#### Task to carry out
All entries below are to be set down again exactly as given.

------ Supplied entries ------

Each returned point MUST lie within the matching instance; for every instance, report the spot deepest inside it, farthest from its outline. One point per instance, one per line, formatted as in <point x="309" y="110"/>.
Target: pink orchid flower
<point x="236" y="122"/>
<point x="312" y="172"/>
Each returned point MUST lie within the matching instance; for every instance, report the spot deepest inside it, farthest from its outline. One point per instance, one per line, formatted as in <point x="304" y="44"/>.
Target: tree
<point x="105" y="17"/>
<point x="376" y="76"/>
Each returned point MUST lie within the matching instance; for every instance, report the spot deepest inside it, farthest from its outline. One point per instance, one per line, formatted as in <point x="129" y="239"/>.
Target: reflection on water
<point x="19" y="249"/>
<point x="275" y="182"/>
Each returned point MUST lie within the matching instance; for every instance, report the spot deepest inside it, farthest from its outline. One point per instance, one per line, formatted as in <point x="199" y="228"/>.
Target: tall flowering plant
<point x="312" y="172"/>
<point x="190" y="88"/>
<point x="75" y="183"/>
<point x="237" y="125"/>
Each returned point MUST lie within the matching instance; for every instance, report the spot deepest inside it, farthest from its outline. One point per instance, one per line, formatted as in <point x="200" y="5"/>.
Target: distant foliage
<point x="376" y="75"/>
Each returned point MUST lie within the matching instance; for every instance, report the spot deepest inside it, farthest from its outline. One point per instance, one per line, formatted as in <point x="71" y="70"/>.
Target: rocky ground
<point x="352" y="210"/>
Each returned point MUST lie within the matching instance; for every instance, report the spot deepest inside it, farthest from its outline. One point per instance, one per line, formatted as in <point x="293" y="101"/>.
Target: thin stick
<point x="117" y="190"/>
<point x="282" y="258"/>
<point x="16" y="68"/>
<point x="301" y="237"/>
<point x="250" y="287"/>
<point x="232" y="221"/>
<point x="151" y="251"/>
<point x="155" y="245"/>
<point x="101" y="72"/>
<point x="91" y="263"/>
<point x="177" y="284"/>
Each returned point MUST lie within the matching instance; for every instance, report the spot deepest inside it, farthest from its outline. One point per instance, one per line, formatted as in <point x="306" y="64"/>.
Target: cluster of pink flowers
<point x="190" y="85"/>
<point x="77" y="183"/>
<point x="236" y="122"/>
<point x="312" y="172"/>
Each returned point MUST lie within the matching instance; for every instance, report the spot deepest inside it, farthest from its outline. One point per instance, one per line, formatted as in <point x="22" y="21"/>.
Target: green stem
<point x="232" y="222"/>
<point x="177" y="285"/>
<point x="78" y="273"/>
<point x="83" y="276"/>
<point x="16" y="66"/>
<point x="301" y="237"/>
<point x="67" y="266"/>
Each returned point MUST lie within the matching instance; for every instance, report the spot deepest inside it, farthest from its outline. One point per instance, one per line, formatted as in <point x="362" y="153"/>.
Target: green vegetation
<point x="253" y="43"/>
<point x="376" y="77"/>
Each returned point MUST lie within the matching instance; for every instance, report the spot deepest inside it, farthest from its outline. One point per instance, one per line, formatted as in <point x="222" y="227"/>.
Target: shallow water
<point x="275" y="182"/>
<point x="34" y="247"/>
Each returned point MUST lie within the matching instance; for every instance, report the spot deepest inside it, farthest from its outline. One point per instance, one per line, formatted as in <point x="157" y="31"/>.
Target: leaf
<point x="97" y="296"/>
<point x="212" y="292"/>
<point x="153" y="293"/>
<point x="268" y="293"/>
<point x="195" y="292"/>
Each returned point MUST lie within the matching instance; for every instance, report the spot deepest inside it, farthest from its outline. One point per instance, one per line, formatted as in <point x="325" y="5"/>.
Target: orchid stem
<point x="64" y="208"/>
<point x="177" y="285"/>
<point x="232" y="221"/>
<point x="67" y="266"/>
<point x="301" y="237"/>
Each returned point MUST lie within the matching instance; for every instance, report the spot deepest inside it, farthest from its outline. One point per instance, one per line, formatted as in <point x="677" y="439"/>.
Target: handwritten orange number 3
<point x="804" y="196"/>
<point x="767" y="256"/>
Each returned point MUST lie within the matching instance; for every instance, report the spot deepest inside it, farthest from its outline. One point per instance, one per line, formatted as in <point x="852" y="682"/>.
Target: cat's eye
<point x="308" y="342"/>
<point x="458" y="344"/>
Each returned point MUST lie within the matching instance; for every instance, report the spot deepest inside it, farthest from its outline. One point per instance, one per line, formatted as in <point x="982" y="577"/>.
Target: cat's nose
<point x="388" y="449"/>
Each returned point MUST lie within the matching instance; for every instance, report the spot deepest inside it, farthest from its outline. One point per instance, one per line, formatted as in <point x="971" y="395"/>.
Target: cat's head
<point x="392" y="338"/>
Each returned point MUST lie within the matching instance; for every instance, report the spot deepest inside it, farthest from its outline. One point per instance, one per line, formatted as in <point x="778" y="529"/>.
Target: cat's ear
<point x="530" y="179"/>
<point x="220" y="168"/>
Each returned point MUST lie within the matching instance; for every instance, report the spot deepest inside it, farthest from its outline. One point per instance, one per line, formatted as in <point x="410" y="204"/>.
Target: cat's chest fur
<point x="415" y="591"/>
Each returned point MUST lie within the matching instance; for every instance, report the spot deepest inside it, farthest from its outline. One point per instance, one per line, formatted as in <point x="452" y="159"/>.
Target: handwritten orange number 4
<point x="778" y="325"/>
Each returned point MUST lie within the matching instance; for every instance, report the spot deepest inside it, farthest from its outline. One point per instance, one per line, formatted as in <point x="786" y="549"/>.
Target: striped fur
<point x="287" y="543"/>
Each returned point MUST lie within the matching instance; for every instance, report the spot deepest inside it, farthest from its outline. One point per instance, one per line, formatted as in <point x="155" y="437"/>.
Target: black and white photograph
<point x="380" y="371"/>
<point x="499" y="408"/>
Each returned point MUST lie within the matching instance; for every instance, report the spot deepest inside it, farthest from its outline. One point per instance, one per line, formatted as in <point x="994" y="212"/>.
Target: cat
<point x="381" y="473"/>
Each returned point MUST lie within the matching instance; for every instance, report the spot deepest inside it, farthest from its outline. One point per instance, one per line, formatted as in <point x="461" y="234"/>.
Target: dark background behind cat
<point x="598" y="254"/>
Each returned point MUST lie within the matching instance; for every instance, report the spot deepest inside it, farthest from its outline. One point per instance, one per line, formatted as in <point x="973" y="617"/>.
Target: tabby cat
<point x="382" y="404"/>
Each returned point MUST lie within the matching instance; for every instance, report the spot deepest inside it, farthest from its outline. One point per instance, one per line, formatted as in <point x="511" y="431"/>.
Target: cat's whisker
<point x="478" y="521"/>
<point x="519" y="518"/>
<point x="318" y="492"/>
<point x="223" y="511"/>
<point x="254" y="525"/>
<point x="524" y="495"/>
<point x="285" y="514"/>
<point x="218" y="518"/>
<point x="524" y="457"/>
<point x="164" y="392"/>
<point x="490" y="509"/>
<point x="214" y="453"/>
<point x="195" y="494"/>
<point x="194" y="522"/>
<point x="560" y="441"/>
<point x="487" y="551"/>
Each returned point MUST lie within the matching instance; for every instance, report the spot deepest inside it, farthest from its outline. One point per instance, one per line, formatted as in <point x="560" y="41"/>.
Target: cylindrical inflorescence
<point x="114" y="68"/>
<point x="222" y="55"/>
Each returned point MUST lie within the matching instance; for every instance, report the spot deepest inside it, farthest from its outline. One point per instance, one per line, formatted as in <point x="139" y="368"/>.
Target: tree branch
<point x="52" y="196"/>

------

#### Result below
Each returned point MUST lie within the matching instance; for every instance, report the spot deepest inside it, farthest from its outline. One point per instance, one per line, formatted as in <point x="309" y="110"/>.
Target: pink orchid flower
<point x="236" y="122"/>
<point x="312" y="172"/>
Each returned point MUST lie within the matching instance; for every instance, report the spot deepest inside it, farthest from its outline. One point per instance, one per line, formatted as in <point x="304" y="44"/>.
Target: tree
<point x="105" y="17"/>
<point x="376" y="76"/>
Each returned point MUST lie within the matching instance; for every instance, report the spot deepest inside it, farthest from its outline. One point per instance, one per line, formatted as in <point x="129" y="239"/>.
Target: reflection on water
<point x="19" y="249"/>
<point x="275" y="182"/>
Each returned point MUST lie within the matching instance; for every instance, report the spot deepest inside it, farthest from its outline. One point per instance, one per line, formatted as in <point x="199" y="228"/>.
Target: tall flowering plant
<point x="312" y="172"/>
<point x="190" y="88"/>
<point x="75" y="183"/>
<point x="237" y="125"/>
Each returned point MUST lie within the matching instance; for every instance, report the spot deepest inside it, farthest from its outline. One point per instance, one per line, formatted as in <point x="200" y="5"/>.
Target: distant foliage
<point x="376" y="75"/>
Each returned point MUST lie within the matching instance; for every instance, report the spot deepest inside it, farthest from its outline. One point per instance, one per line, formatted as in <point x="71" y="70"/>.
Target: rocky ground
<point x="352" y="210"/>
Each returned point MUST lie within the matching instance; for every instance, report the spot deepest inside it, farthest from its outline. One point per instance, one per line, formatted as in <point x="293" y="101"/>.
Target: thin stick
<point x="117" y="190"/>
<point x="282" y="258"/>
<point x="16" y="68"/>
<point x="301" y="237"/>
<point x="250" y="287"/>
<point x="232" y="221"/>
<point x="151" y="251"/>
<point x="155" y="245"/>
<point x="101" y="72"/>
<point x="91" y="263"/>
<point x="177" y="284"/>
Each returned point MUST lie within the matching instance; for every instance, report the spot deepest inside it, farthest from its outline. One point per instance, one per line, formatted as in <point x="306" y="64"/>.
Target: cluster of pink flowers
<point x="190" y="85"/>
<point x="77" y="183"/>
<point x="236" y="122"/>
<point x="312" y="172"/>
Each returned point MUST lie within the matching instance; for every instance, report the spot deepest inside it, farthest from its outline. One point per instance, one per line, formatted as in <point x="22" y="21"/>.
Target: green stem
<point x="232" y="222"/>
<point x="177" y="285"/>
<point x="78" y="273"/>
<point x="83" y="276"/>
<point x="16" y="66"/>
<point x="301" y="237"/>
<point x="67" y="266"/>
Each returned point MUST lie within the matching instance; for every instance, report the spot deepest inside it, farthest from its outline. One point per instance, one per line, formatted as in <point x="362" y="153"/>.
Target: green vegetation
<point x="253" y="43"/>
<point x="376" y="77"/>
Each returned point MUST lie within the matching instance; for every instance, report the spot deepest inside it, farthest from its outline. One point per instance, one per line, formatted as in <point x="222" y="227"/>.
Target: shallow water
<point x="275" y="182"/>
<point x="34" y="247"/>
Each returned point MUST lie within the matching instance; for every instance, report the spot deepest inside it, farthest from its outline. One point per instance, one per line, formatted as in <point x="157" y="31"/>.
Target: leaf
<point x="97" y="296"/>
<point x="212" y="292"/>
<point x="153" y="293"/>
<point x="268" y="293"/>
<point x="195" y="292"/>
Each returned point MUST lie within the matching instance; for every instance, report the spot deepest inside it, farthest from its outline. One point per instance, one per line, formatted as in <point x="325" y="5"/>.
Target: orchid stem
<point x="64" y="208"/>
<point x="177" y="285"/>
<point x="232" y="221"/>
<point x="67" y="266"/>
<point x="301" y="237"/>
Each returned point MUST lie within the matching instance; for every instance, report the spot deepest inside it, farthest from its outline. One point per instance, one per line, formatted as in <point x="677" y="439"/>.
Target: handwritten orange number 3
<point x="804" y="196"/>
<point x="767" y="256"/>
Each returned point MUST lie within the matching instance; for every instance, report the spot deepest inside it, farthest from its outline. One point per instance, one per line, formatted as in <point x="852" y="682"/>.
Target: cat's eye
<point x="308" y="342"/>
<point x="458" y="344"/>
Each returned point MUST lie within the matching instance; for every instance, report the spot deepest inside it, farthest from its outline. One point per instance, one per line, formatted as in <point x="982" y="577"/>.
Target: cat's nose
<point x="388" y="449"/>
Each returned point MUST lie within the matching instance; for every instance, report the spot deepest inside it, farthest from its outline. One point per instance, one per line, formatted as in <point x="971" y="395"/>.
Target: cat's head
<point x="392" y="338"/>
Each returned point MUST lie within the matching instance; for every instance, report the spot deepest inside it, farthest from its outline. One point per instance, one per line, formatted as in <point x="778" y="529"/>.
Target: cat's ear
<point x="530" y="179"/>
<point x="220" y="168"/>
Each returned point MUST lie within the matching instance; for every instance, report the spot deepest inside it, farthest from its outline. One point per instance, one per line, formatted as in <point x="410" y="204"/>.
Target: cat's chest fur
<point x="415" y="591"/>
Each returned point MUST lie within the matching instance; for every instance, report the spot deepest inside it, farthest from its outline. One point per instance, one per line, formatted as in <point x="452" y="159"/>.
Target: handwritten orange number 4
<point x="778" y="325"/>
Each returned point MUST lie within the matching instance; for every instance, report the spot deepest inside it, farthest from its outline. One point per instance, one per line, formatted as in <point x="786" y="549"/>.
Target: striped fur
<point x="287" y="543"/>
Each returned point MUST lie within the matching instance; for every instance, report the spot deepest inside it, farthest from its outline. One point per instance, one per line, formatted as in <point x="155" y="437"/>.
Target: black and white photograph
<point x="380" y="371"/>
<point x="499" y="408"/>
Each returned point MUST lie within the matching instance; for every instance, report the spot deepest inside it, farthest from its outline. One point per instance, one per line, formatted as in <point x="994" y="212"/>.
Target: cat
<point x="381" y="473"/>
Each returned point MUST lie within the matching instance; for every instance, report the spot deepest inside it, farthest from its outline. One point per instance, one per line, formatted as in <point x="461" y="234"/>.
Target: dark background behind cat
<point x="598" y="254"/>
Each returned point MUST lie within the matching instance; for every instance, report the spot deepest inside it, farthest from its outline. One point per instance, one per line, formatted as in <point x="973" y="617"/>.
Target: tabby cat
<point x="382" y="404"/>
Each returned point MUST lie within the matching instance; for every instance, report the spot deepest inside it, farthest from its outline. One point per instance, one per line, formatted as in <point x="511" y="431"/>.
Target: cat's whisker
<point x="478" y="521"/>
<point x="519" y="518"/>
<point x="318" y="492"/>
<point x="223" y="511"/>
<point x="254" y="525"/>
<point x="524" y="495"/>
<point x="285" y="514"/>
<point x="218" y="518"/>
<point x="524" y="457"/>
<point x="164" y="392"/>
<point x="490" y="509"/>
<point x="214" y="453"/>
<point x="195" y="494"/>
<point x="194" y="522"/>
<point x="560" y="441"/>
<point x="487" y="551"/>
Each returned point MUST lie within the matching instance; for every instance, report the spot deepest inside it, farthest from its outline. One point per instance, one per line, formatted as in <point x="560" y="41"/>.
Target: cylindrical inflorescence
<point x="114" y="68"/>
<point x="222" y="55"/>
Each returned point MUST lie within the matching instance; for every instance, report the spot deepest inside it, farthest from its outline. One point per instance, one per line, formatted as in <point x="139" y="368"/>.
Target: tree branch
<point x="52" y="196"/>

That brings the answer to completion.